TASK TO COMPLETE: Only a number is expected here: the count of lines in this data where "below" occurs.

MATERIAL FOR THE TASK:
---------------

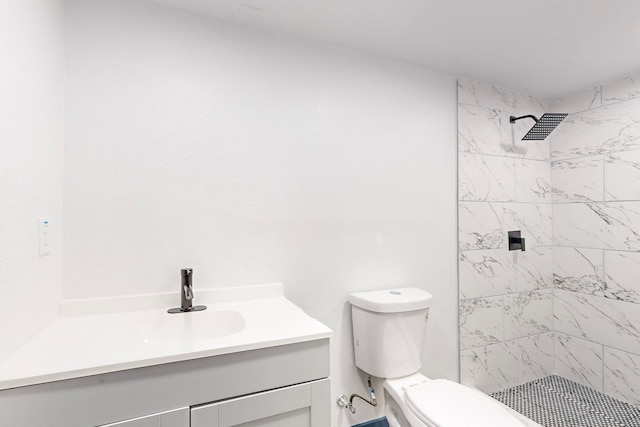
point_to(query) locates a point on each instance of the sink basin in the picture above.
(191, 327)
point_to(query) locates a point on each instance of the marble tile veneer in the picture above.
(622, 375)
(608, 322)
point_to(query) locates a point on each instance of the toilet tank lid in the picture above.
(392, 300)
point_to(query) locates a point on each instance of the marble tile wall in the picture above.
(595, 187)
(506, 318)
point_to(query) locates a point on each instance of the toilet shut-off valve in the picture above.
(348, 403)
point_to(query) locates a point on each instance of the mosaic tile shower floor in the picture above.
(557, 402)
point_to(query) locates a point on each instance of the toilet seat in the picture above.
(445, 403)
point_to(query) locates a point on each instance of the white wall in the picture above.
(31, 159)
(252, 159)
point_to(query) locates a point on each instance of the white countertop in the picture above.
(106, 335)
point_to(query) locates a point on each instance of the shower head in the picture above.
(543, 126)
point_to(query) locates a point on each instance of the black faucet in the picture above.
(186, 294)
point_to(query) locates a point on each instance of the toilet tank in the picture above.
(388, 330)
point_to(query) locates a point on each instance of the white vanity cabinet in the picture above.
(303, 405)
(283, 386)
(176, 418)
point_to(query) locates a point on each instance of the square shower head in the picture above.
(544, 126)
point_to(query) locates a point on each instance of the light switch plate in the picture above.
(44, 236)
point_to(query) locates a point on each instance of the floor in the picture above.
(557, 402)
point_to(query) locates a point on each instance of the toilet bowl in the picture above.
(388, 331)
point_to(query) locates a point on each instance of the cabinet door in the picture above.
(303, 405)
(177, 418)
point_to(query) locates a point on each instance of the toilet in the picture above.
(388, 334)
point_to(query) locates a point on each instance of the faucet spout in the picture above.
(186, 293)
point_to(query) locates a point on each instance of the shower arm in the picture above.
(513, 119)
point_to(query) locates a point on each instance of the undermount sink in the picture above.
(190, 327)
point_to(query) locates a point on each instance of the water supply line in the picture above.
(342, 399)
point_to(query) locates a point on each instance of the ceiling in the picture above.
(542, 47)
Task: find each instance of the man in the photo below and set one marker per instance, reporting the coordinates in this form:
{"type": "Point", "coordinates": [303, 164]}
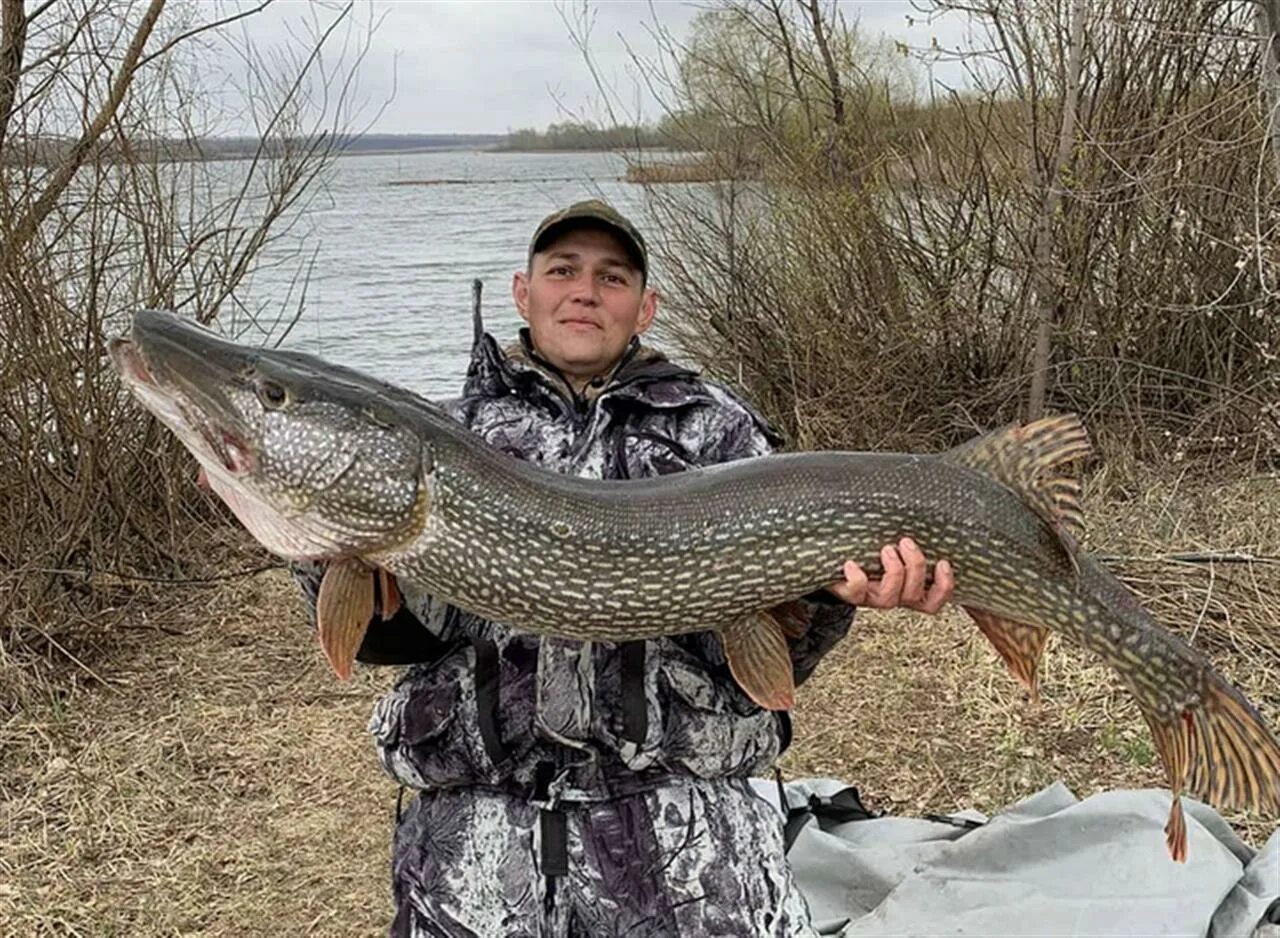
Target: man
{"type": "Point", "coordinates": [570, 788]}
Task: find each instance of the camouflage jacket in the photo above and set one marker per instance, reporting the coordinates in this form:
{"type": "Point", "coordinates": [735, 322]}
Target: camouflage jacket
{"type": "Point", "coordinates": [485, 705]}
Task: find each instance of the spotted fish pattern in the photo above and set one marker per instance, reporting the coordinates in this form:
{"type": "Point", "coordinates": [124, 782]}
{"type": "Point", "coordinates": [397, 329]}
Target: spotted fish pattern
{"type": "Point", "coordinates": [641, 747]}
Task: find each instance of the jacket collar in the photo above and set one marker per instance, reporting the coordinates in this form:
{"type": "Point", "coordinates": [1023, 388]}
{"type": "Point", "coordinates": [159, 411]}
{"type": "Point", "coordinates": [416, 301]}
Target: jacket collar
{"type": "Point", "coordinates": [641, 373]}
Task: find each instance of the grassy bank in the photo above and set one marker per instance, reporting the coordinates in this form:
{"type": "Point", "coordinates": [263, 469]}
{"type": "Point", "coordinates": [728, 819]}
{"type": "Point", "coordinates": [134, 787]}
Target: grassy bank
{"type": "Point", "coordinates": [218, 781]}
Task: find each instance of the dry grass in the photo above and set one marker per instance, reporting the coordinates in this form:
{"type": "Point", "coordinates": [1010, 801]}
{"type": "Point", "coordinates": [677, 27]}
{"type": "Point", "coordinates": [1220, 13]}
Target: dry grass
{"type": "Point", "coordinates": [219, 782]}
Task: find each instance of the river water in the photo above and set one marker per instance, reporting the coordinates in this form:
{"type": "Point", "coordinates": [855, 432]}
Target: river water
{"type": "Point", "coordinates": [397, 241]}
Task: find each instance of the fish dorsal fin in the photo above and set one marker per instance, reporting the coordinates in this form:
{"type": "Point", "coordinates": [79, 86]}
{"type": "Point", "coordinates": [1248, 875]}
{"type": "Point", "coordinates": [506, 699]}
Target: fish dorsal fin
{"type": "Point", "coordinates": [1027, 460]}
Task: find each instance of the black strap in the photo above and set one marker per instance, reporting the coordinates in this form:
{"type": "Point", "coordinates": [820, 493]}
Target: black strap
{"type": "Point", "coordinates": [635, 713]}
{"type": "Point", "coordinates": [554, 855]}
{"type": "Point", "coordinates": [553, 826]}
{"type": "Point", "coordinates": [488, 673]}
{"type": "Point", "coordinates": [841, 808]}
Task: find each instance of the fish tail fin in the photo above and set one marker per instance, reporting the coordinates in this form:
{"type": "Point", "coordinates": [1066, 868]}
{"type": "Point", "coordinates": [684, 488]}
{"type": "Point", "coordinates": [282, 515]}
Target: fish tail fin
{"type": "Point", "coordinates": [1219, 750]}
{"type": "Point", "coordinates": [344, 607]}
{"type": "Point", "coordinates": [759, 660]}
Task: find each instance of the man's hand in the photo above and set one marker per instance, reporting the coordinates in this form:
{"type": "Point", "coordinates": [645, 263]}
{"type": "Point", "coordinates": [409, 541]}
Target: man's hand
{"type": "Point", "coordinates": [903, 584]}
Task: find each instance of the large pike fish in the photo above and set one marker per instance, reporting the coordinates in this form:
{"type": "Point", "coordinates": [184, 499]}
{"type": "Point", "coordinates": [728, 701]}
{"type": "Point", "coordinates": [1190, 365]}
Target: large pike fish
{"type": "Point", "coordinates": [320, 461]}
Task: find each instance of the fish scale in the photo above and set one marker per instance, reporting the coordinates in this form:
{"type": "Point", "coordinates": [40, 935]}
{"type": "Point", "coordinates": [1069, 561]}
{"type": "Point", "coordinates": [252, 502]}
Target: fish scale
{"type": "Point", "coordinates": [727, 548]}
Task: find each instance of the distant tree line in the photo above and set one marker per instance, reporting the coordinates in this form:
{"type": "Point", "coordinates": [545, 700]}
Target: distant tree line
{"type": "Point", "coordinates": [585, 135]}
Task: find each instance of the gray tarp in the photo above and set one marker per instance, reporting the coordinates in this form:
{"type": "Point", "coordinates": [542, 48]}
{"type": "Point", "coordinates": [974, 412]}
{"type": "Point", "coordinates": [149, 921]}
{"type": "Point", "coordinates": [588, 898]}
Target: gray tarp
{"type": "Point", "coordinates": [1048, 865]}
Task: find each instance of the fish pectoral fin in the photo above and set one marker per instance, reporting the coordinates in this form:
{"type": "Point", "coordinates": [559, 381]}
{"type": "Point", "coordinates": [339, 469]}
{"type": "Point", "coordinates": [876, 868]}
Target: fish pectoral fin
{"type": "Point", "coordinates": [388, 595]}
{"type": "Point", "coordinates": [1027, 460]}
{"type": "Point", "coordinates": [791, 617]}
{"type": "Point", "coordinates": [1019, 644]}
{"type": "Point", "coordinates": [757, 653]}
{"type": "Point", "coordinates": [344, 607]}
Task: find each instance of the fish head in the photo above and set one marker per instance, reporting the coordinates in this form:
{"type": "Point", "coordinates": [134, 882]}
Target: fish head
{"type": "Point", "coordinates": [307, 454]}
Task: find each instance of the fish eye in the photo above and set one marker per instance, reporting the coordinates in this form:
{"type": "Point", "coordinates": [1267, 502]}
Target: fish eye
{"type": "Point", "coordinates": [272, 394]}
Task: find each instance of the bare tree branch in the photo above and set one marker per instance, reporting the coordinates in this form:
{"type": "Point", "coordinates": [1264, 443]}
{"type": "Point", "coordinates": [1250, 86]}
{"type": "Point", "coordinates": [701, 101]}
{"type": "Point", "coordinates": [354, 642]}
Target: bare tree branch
{"type": "Point", "coordinates": [13, 40]}
{"type": "Point", "coordinates": [27, 225]}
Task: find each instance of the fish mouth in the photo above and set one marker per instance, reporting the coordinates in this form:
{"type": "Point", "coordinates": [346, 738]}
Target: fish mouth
{"type": "Point", "coordinates": [172, 399]}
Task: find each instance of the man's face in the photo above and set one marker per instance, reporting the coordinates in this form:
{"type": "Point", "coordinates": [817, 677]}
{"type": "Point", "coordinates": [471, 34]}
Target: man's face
{"type": "Point", "coordinates": [583, 301]}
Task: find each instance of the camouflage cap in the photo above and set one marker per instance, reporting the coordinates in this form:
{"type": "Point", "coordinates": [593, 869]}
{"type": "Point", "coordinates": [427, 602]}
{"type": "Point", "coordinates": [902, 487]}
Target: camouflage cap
{"type": "Point", "coordinates": [593, 213]}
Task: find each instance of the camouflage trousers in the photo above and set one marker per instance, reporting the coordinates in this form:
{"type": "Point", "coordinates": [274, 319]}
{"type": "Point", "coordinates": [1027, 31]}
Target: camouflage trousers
{"type": "Point", "coordinates": [691, 858]}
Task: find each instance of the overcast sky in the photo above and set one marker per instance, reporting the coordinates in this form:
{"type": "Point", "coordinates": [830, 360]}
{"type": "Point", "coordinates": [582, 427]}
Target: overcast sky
{"type": "Point", "coordinates": [494, 65]}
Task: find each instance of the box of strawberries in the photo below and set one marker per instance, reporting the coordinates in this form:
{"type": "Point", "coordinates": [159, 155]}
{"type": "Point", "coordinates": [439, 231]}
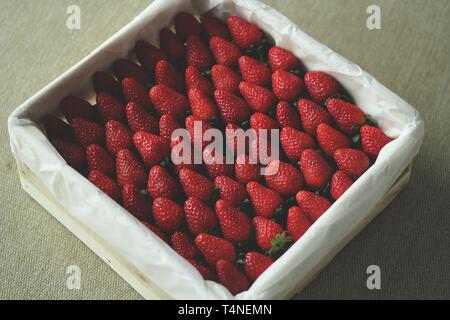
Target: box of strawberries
{"type": "Point", "coordinates": [212, 150]}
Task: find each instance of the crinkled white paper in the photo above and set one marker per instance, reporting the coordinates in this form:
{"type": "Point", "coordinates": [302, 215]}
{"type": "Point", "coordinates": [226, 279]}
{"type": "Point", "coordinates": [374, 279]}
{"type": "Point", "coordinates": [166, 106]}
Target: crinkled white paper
{"type": "Point", "coordinates": [143, 249]}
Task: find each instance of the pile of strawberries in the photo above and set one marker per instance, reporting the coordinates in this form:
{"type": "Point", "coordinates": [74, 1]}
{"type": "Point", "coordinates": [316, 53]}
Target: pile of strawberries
{"type": "Point", "coordinates": [228, 221]}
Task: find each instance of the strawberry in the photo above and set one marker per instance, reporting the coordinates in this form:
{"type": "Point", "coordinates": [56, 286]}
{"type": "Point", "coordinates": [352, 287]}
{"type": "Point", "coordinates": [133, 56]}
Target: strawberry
{"type": "Point", "coordinates": [136, 92]}
{"type": "Point", "coordinates": [266, 202]}
{"type": "Point", "coordinates": [283, 178]}
{"type": "Point", "coordinates": [340, 182]}
{"type": "Point", "coordinates": [199, 217]}
{"type": "Point", "coordinates": [230, 190]}
{"type": "Point", "coordinates": [321, 86]}
{"type": "Point", "coordinates": [202, 106]}
{"type": "Point", "coordinates": [168, 101]}
{"type": "Point", "coordinates": [258, 98]}
{"type": "Point", "coordinates": [109, 108]}
{"type": "Point", "coordinates": [73, 154]}
{"type": "Point", "coordinates": [231, 278]}
{"type": "Point", "coordinates": [287, 116]}
{"type": "Point", "coordinates": [184, 245]}
{"type": "Point", "coordinates": [297, 223]}
{"type": "Point", "coordinates": [127, 69]}
{"type": "Point", "coordinates": [166, 74]}
{"type": "Point", "coordinates": [347, 116]}
{"type": "Point", "coordinates": [118, 137]}
{"type": "Point", "coordinates": [101, 160]}
{"type": "Point", "coordinates": [148, 55]}
{"type": "Point", "coordinates": [254, 71]}
{"type": "Point", "coordinates": [186, 25]}
{"type": "Point", "coordinates": [312, 115]}
{"type": "Point", "coordinates": [168, 215]}
{"type": "Point", "coordinates": [316, 170]}
{"type": "Point", "coordinates": [286, 86]}
{"type": "Point", "coordinates": [73, 107]}
{"type": "Point", "coordinates": [312, 204]}
{"type": "Point", "coordinates": [139, 119]}
{"type": "Point", "coordinates": [245, 34]}
{"type": "Point", "coordinates": [153, 149]}
{"type": "Point", "coordinates": [353, 162]}
{"type": "Point", "coordinates": [135, 203]}
{"type": "Point", "coordinates": [225, 52]}
{"type": "Point", "coordinates": [197, 54]}
{"type": "Point", "coordinates": [129, 170]}
{"type": "Point", "coordinates": [196, 81]}
{"type": "Point", "coordinates": [255, 264]}
{"type": "Point", "coordinates": [294, 142]}
{"type": "Point", "coordinates": [331, 139]}
{"type": "Point", "coordinates": [225, 78]}
{"type": "Point", "coordinates": [87, 132]}
{"type": "Point", "coordinates": [162, 184]}
{"type": "Point", "coordinates": [373, 140]}
{"type": "Point", "coordinates": [281, 59]}
{"type": "Point", "coordinates": [105, 184]}
{"type": "Point", "coordinates": [234, 224]}
{"type": "Point", "coordinates": [196, 185]}
{"type": "Point", "coordinates": [232, 108]}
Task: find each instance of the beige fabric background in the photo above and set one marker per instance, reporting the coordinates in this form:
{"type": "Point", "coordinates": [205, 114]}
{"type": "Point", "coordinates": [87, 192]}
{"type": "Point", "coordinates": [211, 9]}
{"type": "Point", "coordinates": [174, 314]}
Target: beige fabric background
{"type": "Point", "coordinates": [410, 240]}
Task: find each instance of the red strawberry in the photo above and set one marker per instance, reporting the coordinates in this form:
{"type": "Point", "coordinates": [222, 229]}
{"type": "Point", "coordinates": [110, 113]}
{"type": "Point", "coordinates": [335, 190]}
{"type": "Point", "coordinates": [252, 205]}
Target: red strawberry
{"type": "Point", "coordinates": [321, 86]}
{"type": "Point", "coordinates": [162, 184]}
{"type": "Point", "coordinates": [232, 108]}
{"type": "Point", "coordinates": [129, 170]}
{"type": "Point", "coordinates": [312, 115]}
{"type": "Point", "coordinates": [294, 142]}
{"type": "Point", "coordinates": [266, 202]}
{"type": "Point", "coordinates": [373, 140]}
{"type": "Point", "coordinates": [118, 137]}
{"type": "Point", "coordinates": [101, 160]}
{"type": "Point", "coordinates": [197, 54]}
{"type": "Point", "coordinates": [199, 217]}
{"type": "Point", "coordinates": [214, 248]}
{"type": "Point", "coordinates": [353, 162]}
{"type": "Point", "coordinates": [168, 215]}
{"type": "Point", "coordinates": [281, 59]}
{"type": "Point", "coordinates": [312, 204]}
{"type": "Point", "coordinates": [186, 25]}
{"type": "Point", "coordinates": [135, 203]}
{"type": "Point", "coordinates": [340, 182]}
{"type": "Point", "coordinates": [196, 185]}
{"type": "Point", "coordinates": [225, 52]}
{"type": "Point", "coordinates": [297, 223]}
{"type": "Point", "coordinates": [286, 179]}
{"type": "Point", "coordinates": [255, 264]}
{"type": "Point", "coordinates": [168, 101]}
{"type": "Point", "coordinates": [331, 139]}
{"type": "Point", "coordinates": [225, 78]}
{"type": "Point", "coordinates": [139, 119]}
{"type": "Point", "coordinates": [166, 74]}
{"type": "Point", "coordinates": [286, 86]}
{"type": "Point", "coordinates": [148, 55]}
{"type": "Point", "coordinates": [195, 80]}
{"type": "Point", "coordinates": [73, 154]}
{"type": "Point", "coordinates": [245, 34]}
{"type": "Point", "coordinates": [316, 170]}
{"type": "Point", "coordinates": [87, 132]}
{"type": "Point", "coordinates": [231, 278]}
{"type": "Point", "coordinates": [234, 224]}
{"type": "Point", "coordinates": [105, 184]}
{"type": "Point", "coordinates": [126, 69]}
{"type": "Point", "coordinates": [254, 71]}
{"type": "Point", "coordinates": [258, 98]}
{"type": "Point", "coordinates": [184, 245]}
{"type": "Point", "coordinates": [347, 116]}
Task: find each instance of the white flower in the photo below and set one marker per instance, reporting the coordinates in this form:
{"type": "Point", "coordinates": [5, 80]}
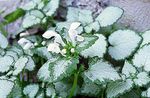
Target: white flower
{"type": "Point", "coordinates": [25, 44]}
{"type": "Point", "coordinates": [72, 50]}
{"type": "Point", "coordinates": [80, 38]}
{"type": "Point", "coordinates": [50, 33]}
{"type": "Point", "coordinates": [74, 26]}
{"type": "Point", "coordinates": [73, 34]}
{"type": "Point", "coordinates": [54, 48]}
{"type": "Point", "coordinates": [24, 34]}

---------------

SOLUTION: 3